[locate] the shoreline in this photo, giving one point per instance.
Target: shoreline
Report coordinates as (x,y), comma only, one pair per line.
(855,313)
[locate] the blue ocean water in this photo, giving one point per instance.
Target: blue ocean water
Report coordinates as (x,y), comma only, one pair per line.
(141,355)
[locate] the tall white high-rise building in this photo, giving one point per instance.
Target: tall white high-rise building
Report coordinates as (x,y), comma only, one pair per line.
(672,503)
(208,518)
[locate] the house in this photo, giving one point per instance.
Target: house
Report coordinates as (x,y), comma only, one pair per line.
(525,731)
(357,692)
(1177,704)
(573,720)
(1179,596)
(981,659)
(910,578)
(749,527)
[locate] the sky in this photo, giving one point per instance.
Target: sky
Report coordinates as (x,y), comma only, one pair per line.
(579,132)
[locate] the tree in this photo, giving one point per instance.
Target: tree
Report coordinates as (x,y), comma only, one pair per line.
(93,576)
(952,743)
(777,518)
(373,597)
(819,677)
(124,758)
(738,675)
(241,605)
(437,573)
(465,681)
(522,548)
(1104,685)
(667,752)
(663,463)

|---|

## [AIM]
Reproduce every entry above verbatim, keeping each line in its original order without alteration.

## [ANSWER]
[locate] the shoreline in this photo, giving one point per instance.
Target: shoreline
Report coordinates as (x,y), comma only, one pair per line.
(855,313)
[locate] the blue ocean water in this photo, giving one point per instance.
Target: blue ocean water
Report coordinates as (x,y), comma only, one pair per line.
(141,355)
[locate] the tall white high-rise building in this photo, giving one point per instance.
Target: tall white high-rise building
Report coordinates as (x,y), comma only, one pair per line.
(672,503)
(208,518)
[locate] the house in this photo, giving one point per instance.
Target: house
Report coordinates as (x,y), comma only, one pair per line.
(525,731)
(357,692)
(1177,704)
(573,720)
(1179,596)
(981,659)
(910,578)
(749,527)
[locate] the sky in this photo, giving one point per instance.
Target: sky
Report coordinates as (x,y), comma only, one pair per line.
(579,132)
[locate] the tree in this photo, giving one point per instance.
Target: tree
Report coordinates as (x,y), comma only, one pair per line.
(93,576)
(952,743)
(777,518)
(373,597)
(819,677)
(124,758)
(738,675)
(241,605)
(437,573)
(465,681)
(522,548)
(1104,685)
(667,752)
(663,463)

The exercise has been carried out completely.